Data section:
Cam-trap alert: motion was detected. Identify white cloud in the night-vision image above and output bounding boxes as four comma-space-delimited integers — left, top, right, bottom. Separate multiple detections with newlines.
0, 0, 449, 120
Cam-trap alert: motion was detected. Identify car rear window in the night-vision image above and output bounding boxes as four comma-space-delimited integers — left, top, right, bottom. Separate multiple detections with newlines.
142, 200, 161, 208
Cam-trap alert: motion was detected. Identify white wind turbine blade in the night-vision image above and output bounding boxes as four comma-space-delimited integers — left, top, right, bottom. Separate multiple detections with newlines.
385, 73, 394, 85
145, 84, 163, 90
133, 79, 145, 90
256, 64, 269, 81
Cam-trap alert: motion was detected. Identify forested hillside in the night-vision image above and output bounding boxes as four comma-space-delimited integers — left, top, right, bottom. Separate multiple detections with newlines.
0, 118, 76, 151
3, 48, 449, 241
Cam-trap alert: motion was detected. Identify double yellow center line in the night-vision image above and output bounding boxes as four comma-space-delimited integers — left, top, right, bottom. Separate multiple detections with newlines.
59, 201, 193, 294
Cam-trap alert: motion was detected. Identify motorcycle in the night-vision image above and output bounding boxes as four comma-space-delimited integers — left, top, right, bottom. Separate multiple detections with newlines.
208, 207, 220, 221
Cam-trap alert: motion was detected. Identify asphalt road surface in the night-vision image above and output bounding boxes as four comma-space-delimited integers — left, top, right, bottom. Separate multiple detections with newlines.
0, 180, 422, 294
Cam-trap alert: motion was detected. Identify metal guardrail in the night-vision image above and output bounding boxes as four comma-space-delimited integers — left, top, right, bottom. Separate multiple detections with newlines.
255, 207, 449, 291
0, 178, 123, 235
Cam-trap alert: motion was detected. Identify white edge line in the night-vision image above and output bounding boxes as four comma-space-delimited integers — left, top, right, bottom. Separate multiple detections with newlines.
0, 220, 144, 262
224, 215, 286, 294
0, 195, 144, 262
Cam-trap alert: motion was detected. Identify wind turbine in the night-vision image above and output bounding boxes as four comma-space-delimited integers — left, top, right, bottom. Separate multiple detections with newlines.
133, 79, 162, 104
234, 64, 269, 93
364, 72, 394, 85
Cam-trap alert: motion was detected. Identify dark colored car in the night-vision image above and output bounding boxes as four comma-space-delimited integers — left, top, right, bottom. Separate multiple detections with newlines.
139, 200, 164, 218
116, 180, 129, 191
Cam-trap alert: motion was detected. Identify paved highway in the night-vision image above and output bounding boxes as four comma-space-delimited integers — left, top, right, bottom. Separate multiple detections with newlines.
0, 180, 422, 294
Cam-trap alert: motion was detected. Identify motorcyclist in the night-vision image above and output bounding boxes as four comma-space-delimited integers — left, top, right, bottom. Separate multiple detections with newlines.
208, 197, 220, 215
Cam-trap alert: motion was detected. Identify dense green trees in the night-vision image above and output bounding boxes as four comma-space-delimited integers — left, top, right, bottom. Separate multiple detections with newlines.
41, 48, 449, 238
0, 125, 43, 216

Task statement:
Copy out the whole listing exactly.

Reply to the task:
Cam-trap alert: motion was detected. Identify white cloud in the night-vision image above and output bounding boxes as four comma-space-delimited integers — left, top, right, bottom. Separate multiple detections with newlines.
0, 0, 449, 120
Cam-trap alert: motion was detected. Identify car rear window in the night-vision image above and output bounding boxes as four comma-space-delimited integers — left, top, right, bottom. Separate multiple detections with newlines.
142, 200, 161, 208
Cam-trap alert: motion was detected. Identify white wind turbine blade in the night-vision image above and output bounding boxes as four comma-space-delimited integers — left, top, right, bottom. Separate multiple detections with newlines.
385, 73, 394, 85
145, 84, 163, 90
133, 79, 145, 90
256, 64, 269, 81
Cam-trap alert: motion was detected. Identify forested hillside in the night-vision image above and output bounding boxes as four comma-space-delimited integers — left, top, right, bottom. Separate multiple detections with newlines.
0, 118, 76, 151
3, 48, 449, 241
Cam-trap alert: motion was detected. Identify double yellow center line in the night-vision image above and output bounding boxes as four comma-space-delimited integers — left, top, right, bottom. Separate multiple detections with newlines.
59, 201, 193, 294
Cam-trap alert: motion was detected. Identify motorcycle in the night-vision image above and output bounding boxes as four comma-space-delimited integers — left, top, right, bottom. Separate multiple detections with newlines.
208, 207, 220, 221
Cam-trap alert: motion was detected. Identify asphalt road surface in the night-vision image above and output bounding boxes as four comma-space-delimited integers — left, top, right, bottom. Separate multiple detections with newlines.
0, 180, 422, 294
Cam-trap alert: motion was detected. Identify metal guardrail in the night-vision image above and output bounding boxes as four comma-space-delimited integers — left, top, right, bottom. Separate multiple detections with newlines.
255, 207, 449, 291
0, 178, 123, 235
Cam-trap alert: motion was detected. Identify white edge line in the night-vision image above and output bounding boxes as four comma-space-delimited integers — left, top, right, bottom. Separate multiple detections with newlines.
0, 220, 144, 262
224, 215, 286, 294
0, 195, 144, 262
Cam-trap alert: motion was detected. Identify wind turbine in the night-vision image above and output bounding boxes as four comma-space-delimited integers — left, top, right, bottom. Separate multiple detections with newlines.
133, 79, 162, 104
234, 64, 269, 93
364, 72, 394, 85
Cam-trap alert: motion was detected. Identify dark colored car in the night-vision image above and output bounding boxes as four comma-space-delimited integers — left, top, right, bottom. Separate multiple detections with newlines.
139, 200, 164, 218
116, 180, 129, 191
Cam-trap alert: motion was detected. Identify paved highway in the night-vision image above and output bounding boxes as four comma-space-delimited integers — left, top, right, bottom. Separate multiple detections with newlines.
0, 180, 422, 294
Cam-trap alert: motion was detected. Identify motorcyclist in the night-vision image above and output bounding boxes as four comma-space-delimited integers — left, top, right, bottom. Separate multiple detections with newlines.
208, 197, 220, 215
Cam-trap alert: motion was detected. Identify dense green trees in the night-vision image above and output bounding boxes as four comma-space-delimited integers — left, top, right, bottom. Separate multiple detections with newlines.
41, 48, 449, 238
0, 125, 43, 216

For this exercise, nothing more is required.